#### DATA IN THIS EXERCISE ####

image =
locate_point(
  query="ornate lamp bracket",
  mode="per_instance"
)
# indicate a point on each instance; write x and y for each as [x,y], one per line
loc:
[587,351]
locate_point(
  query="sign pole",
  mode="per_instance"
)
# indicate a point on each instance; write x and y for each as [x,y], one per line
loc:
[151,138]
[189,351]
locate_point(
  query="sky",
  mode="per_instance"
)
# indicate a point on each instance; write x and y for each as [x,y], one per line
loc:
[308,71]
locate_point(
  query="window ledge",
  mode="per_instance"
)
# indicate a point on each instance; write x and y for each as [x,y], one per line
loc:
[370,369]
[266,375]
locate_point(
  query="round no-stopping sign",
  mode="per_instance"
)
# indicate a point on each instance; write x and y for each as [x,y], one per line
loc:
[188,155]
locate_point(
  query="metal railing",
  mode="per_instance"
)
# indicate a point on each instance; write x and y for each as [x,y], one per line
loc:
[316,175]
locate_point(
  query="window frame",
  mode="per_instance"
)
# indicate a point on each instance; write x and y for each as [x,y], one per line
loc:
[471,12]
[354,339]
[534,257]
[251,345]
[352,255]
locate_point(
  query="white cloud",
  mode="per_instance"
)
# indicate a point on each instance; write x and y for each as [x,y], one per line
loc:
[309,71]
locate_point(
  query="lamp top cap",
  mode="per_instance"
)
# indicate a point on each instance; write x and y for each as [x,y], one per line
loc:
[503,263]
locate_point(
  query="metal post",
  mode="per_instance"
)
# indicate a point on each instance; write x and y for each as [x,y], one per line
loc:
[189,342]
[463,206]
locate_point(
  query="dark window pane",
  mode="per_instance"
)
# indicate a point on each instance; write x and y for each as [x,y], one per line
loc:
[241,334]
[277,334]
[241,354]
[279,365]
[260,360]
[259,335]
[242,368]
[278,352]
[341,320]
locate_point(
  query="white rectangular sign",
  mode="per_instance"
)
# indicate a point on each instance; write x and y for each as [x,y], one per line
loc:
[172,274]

####

TASK INSTRUCTIONS:
How many lines in the listing above contain the string "window"? Reply with the number only.

EXPECTED ANSWER:
3